Write out every line exactly, from the start of the records below to the line with "box: [0, 0, 129, 200]", and stop there. Don't write out the pictures.

|---|

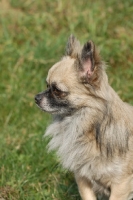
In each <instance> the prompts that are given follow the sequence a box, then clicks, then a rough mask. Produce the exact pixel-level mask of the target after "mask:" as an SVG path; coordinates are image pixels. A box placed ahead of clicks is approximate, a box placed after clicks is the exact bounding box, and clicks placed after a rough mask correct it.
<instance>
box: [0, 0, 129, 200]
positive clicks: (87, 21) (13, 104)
mask: <svg viewBox="0 0 133 200" xmlns="http://www.w3.org/2000/svg"><path fill="white" fill-rule="evenodd" d="M71 33H73V34H74V35H75V36H76V37H77V38H79V39H80V41H81V42H82V43H84V42H86V41H87V40H90V39H92V40H93V41H95V44H96V45H97V46H98V47H99V49H100V51H101V55H102V57H103V59H104V60H105V61H106V63H107V64H108V66H109V67H108V69H107V73H108V75H109V82H110V84H111V85H112V87H113V88H114V89H115V90H116V91H117V93H118V94H119V95H120V96H121V98H122V99H123V100H124V101H127V102H129V103H131V104H132V105H133V2H132V0H128V1H125V0H121V1H115V0H110V1H108V0H101V1H100V0H99V1H98V0H97V1H96V0H90V1H88V0H83V1H74V0H71V1H67V0H64V1H63V0H62V1H61V0H55V1H52V0H45V1H42V0H37V1H34V0H28V1H24V0H1V1H0V200H52V199H53V200H62V199H63V200H67V199H69V200H80V197H79V194H78V190H77V186H76V184H75V181H74V178H73V174H71V173H70V172H68V171H65V170H64V169H62V167H61V166H60V164H59V160H58V158H57V157H56V154H55V153H54V152H51V153H47V147H46V146H47V142H48V141H47V140H46V139H45V140H44V139H43V135H44V132H45V129H46V126H47V125H48V124H49V123H50V120H51V117H50V116H49V115H48V114H46V113H43V112H41V110H39V109H38V108H37V106H36V105H35V103H34V96H35V94H37V93H38V92H40V91H43V90H44V89H45V87H46V86H45V79H46V76H47V72H48V69H49V68H50V67H51V66H52V65H53V64H54V63H55V62H57V61H58V60H59V59H60V58H61V57H62V55H63V54H64V49H65V45H66V41H67V38H68V36H69V35H70V34H71Z"/></svg>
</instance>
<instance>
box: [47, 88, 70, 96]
mask: <svg viewBox="0 0 133 200" xmlns="http://www.w3.org/2000/svg"><path fill="white" fill-rule="evenodd" d="M51 92H52V93H53V95H54V96H55V97H57V98H63V97H65V96H67V95H68V93H67V92H63V91H61V90H60V89H58V88H57V86H56V85H52V87H51Z"/></svg>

|---|

**Output below**
In each <instance> the prompts that are given follow the sequence a box, then clicks, then a rough mask. Produce the exact pixel-level mask of the target after "mask:" as an SVG path; coordinates are image pixels. A box placed ahead of clicks is approximate, a box placed after clicks is the exact bounding box, and clicks placed after a rough mask correct it.
<instance>
box: [0, 0, 129, 200]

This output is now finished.